— start —
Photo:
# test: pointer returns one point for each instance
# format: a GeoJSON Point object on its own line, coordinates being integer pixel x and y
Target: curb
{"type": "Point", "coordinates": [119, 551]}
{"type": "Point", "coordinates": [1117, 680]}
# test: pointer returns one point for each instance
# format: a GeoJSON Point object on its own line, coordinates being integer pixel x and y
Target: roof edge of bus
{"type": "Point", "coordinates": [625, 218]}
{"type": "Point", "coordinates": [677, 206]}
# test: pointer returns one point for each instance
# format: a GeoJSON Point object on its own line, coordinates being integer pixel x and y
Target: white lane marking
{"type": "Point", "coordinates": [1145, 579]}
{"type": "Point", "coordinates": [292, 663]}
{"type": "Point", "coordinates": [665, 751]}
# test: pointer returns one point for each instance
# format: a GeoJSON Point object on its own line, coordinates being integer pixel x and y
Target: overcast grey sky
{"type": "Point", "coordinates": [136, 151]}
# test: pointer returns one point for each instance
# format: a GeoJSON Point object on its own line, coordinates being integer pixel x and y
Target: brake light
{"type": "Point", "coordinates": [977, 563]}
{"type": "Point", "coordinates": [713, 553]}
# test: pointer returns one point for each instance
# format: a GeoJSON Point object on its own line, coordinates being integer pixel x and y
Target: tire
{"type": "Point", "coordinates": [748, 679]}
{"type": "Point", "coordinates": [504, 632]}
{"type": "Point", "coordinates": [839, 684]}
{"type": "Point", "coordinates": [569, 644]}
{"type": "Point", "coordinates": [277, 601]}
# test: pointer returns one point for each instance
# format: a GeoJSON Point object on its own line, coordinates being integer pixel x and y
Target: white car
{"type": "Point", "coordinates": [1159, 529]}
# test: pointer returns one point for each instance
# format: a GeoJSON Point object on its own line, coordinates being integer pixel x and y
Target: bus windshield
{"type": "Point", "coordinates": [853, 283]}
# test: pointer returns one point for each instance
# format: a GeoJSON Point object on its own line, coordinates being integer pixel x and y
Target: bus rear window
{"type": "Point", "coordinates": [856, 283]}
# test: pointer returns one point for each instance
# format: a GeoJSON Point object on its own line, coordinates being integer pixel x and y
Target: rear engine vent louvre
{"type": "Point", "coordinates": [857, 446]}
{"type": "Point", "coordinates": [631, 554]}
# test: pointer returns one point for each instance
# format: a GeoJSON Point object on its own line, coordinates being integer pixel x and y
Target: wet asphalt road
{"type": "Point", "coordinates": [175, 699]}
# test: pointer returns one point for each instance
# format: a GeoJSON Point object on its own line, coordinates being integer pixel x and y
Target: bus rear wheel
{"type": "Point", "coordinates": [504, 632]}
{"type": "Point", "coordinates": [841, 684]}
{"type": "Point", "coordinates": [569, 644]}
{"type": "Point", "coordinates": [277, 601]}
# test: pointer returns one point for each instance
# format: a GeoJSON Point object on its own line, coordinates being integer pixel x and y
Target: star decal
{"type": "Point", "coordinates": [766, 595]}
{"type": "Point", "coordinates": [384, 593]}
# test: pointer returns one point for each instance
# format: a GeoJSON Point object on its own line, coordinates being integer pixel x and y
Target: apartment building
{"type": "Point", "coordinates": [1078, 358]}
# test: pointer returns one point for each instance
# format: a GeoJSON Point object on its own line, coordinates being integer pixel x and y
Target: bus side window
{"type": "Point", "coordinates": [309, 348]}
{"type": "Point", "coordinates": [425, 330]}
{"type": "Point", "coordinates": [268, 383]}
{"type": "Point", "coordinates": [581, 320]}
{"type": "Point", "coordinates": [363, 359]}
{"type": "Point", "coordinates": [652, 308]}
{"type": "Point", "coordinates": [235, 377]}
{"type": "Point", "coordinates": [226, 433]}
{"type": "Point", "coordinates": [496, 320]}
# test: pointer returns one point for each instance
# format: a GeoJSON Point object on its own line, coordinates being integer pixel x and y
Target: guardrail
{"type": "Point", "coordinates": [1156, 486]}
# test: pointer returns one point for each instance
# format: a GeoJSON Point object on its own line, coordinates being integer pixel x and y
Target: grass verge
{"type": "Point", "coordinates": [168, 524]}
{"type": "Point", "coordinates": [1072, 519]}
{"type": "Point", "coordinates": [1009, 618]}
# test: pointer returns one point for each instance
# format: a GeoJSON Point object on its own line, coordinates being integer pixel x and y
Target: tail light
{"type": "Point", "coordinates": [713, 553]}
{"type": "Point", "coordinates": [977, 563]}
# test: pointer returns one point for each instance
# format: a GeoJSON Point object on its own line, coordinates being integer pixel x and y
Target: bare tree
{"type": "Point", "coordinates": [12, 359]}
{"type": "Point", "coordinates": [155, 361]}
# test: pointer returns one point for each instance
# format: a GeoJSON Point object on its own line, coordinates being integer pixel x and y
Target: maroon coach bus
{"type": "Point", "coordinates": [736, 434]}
— end —
(STATED EXERCISE): Copy each entry exactly, with nothing added or dropped.

(RESPONSE TO THE EXERCISE):
Photo:
# test: pointer returns one point for each instance
# format: a GeoJSON Point object on its own line, coordinates being integer pixel x and y
Target: curb
{"type": "Point", "coordinates": [119, 551]}
{"type": "Point", "coordinates": [1117, 680]}
# test: pointer returns one point for each instance
# format: a GeoJSON Point object on its own line, coordinates being integer pixel x and y
Target: roof edge of bus
{"type": "Point", "coordinates": [625, 218]}
{"type": "Point", "coordinates": [677, 206]}
# test: pointer returns one point for each instance
# format: a GeoJSON Point object on its own line, coordinates being integer pixel x and y
Target: white lane marking
{"type": "Point", "coordinates": [1145, 579]}
{"type": "Point", "coordinates": [292, 663]}
{"type": "Point", "coordinates": [665, 751]}
# test: pointer returns one point for each instance
# format: a GeoJSON Point object on its own line, coordinates being integer pixel x and y
Target: overcast grey sky
{"type": "Point", "coordinates": [136, 151]}
# test: pointer returns one point for each instance
# format: a GeoJSON Point object on its own line, coordinates being integer pixel x and y
Target: brake light
{"type": "Point", "coordinates": [977, 563]}
{"type": "Point", "coordinates": [713, 553]}
# test: pointer returns one point for each instance
# format: a GeoJSON Point object on its own line, coordinates being integer pixel x and y
Target: tire
{"type": "Point", "coordinates": [748, 679]}
{"type": "Point", "coordinates": [504, 632]}
{"type": "Point", "coordinates": [839, 684]}
{"type": "Point", "coordinates": [569, 644]}
{"type": "Point", "coordinates": [277, 601]}
# test: pointer returns one point for each instance
# format: a GeoJSON Point object on its own line, coordinates being integer pixel x and y
Target: white car
{"type": "Point", "coordinates": [1159, 529]}
# test: pointer returns one point for each instance
# format: a GeoJSON Point object on its own line, coordinates being integer pixel x and y
Target: bus windshield
{"type": "Point", "coordinates": [853, 283]}
# test: pointer returns one point for each instance
# format: a GeoJSON Point object on its own line, coordinates being integer pixel x and y
Target: bus rear window
{"type": "Point", "coordinates": [856, 283]}
# test: pointer returns one point for each instance
# format: a GeoJSON Point object on its own line, coordinates being integer pixel x and y
Target: rear engine vent louvre
{"type": "Point", "coordinates": [857, 446]}
{"type": "Point", "coordinates": [631, 554]}
# test: pointer returns one point for each instance
# format: a GeoJSON Point object on its own line, coordinates being integer pixel x and y
Target: wet asphalt road
{"type": "Point", "coordinates": [175, 699]}
# test: pointer returns one point for each instance
# format: a GeoJSON Point object on its own line, coordinates being integer pixel x and y
Target: bus rear wheel
{"type": "Point", "coordinates": [504, 632]}
{"type": "Point", "coordinates": [841, 684]}
{"type": "Point", "coordinates": [569, 644]}
{"type": "Point", "coordinates": [277, 601]}
# test: pointer returns one point for each instance
# format: a GeoJSON Point object on its own line, coordinates being integer pixel x and y
Target: star decal
{"type": "Point", "coordinates": [766, 595]}
{"type": "Point", "coordinates": [384, 593]}
# test: pointer returns one point for each instance
# format: a GeoJSON Point object on its own line, coordinates being integer pixel x and y
Target: apartment building
{"type": "Point", "coordinates": [1078, 358]}
# test: pointer returns one point for each instance
# format: a GeoJSON Point object on its own line, coordinates being integer pixel x and y
Target: bus side window
{"type": "Point", "coordinates": [309, 348]}
{"type": "Point", "coordinates": [425, 330]}
{"type": "Point", "coordinates": [268, 383]}
{"type": "Point", "coordinates": [581, 320]}
{"type": "Point", "coordinates": [363, 359]}
{"type": "Point", "coordinates": [652, 308]}
{"type": "Point", "coordinates": [235, 377]}
{"type": "Point", "coordinates": [226, 433]}
{"type": "Point", "coordinates": [496, 320]}
# test: pointer returns one point for each instance
# format: a GeoJSON Point object on its own line, coordinates being integer pixel x and y
Target: guardrail
{"type": "Point", "coordinates": [1156, 486]}
# test: pointer returns one point for each instance
# format: a GeoJSON Point object on its own line, coordinates being integer pixel x and y
Target: grass verge
{"type": "Point", "coordinates": [168, 524]}
{"type": "Point", "coordinates": [1072, 519]}
{"type": "Point", "coordinates": [1009, 618]}
# test: pointer returns one point for each instance
# format: a GeoJSON Point object on its own line, coordinates being integer pixel x and y
Target: tail light
{"type": "Point", "coordinates": [713, 553]}
{"type": "Point", "coordinates": [977, 563]}
# test: pointer returns one point for each instance
# format: a GeoJSON Point object on its own line, coordinates being integer pixel x and y
Target: bare tree
{"type": "Point", "coordinates": [12, 359]}
{"type": "Point", "coordinates": [155, 361]}
# test: pointer returns one point for each instance
# format: a GeoJSON Point object on its own line, coordinates being integer pixel x and y
Target: maroon coach bus
{"type": "Point", "coordinates": [736, 434]}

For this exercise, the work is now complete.